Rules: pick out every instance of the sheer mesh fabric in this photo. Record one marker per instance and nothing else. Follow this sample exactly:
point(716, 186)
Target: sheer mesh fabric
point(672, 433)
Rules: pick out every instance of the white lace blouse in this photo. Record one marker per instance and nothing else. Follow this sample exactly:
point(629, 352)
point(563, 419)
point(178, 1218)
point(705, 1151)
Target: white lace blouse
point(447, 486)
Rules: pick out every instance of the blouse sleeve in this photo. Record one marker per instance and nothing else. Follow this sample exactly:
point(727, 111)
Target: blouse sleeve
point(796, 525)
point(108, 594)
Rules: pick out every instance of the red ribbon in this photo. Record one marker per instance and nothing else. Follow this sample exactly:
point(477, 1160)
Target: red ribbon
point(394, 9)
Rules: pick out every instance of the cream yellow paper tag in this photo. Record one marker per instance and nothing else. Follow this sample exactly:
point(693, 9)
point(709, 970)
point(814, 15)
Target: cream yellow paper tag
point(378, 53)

========================================================================

Task instructions – Could you copy out all of the items above line for line, leaving every character unchanged?

Solved exercise –
Rules: pick out every instance of the sheer mesh fabric in this photo. Record one marker per instance and nothing else. Follow this sample exactly:
point(716, 186)
Target: sheer mesh fabric
point(672, 433)
Rules: pick out every instance of the white lace blouse in this photo. Record one marker per instance and nothing else. Follow this sample exactly:
point(629, 352)
point(563, 419)
point(178, 1218)
point(705, 1151)
Target: white lace blouse
point(447, 486)
Rules: pick out every instance of the blouse sleeve in this photo. Record one marker per instance and nothing else. Follow this sample exactly:
point(727, 111)
Target: blouse sleeve
point(796, 525)
point(108, 594)
Rules: pick out every instance of the red ribbon in this photo. Record one marker per instance and nothing else. Follow this sample exactly:
point(477, 1160)
Target: red ribbon
point(394, 9)
Rules: pick out every instance of the cream yellow paper tag in this photo. Record one marker per instance and nothing else. Follow this sample exactly:
point(693, 9)
point(709, 970)
point(814, 15)
Target: cream yellow paper tag
point(378, 53)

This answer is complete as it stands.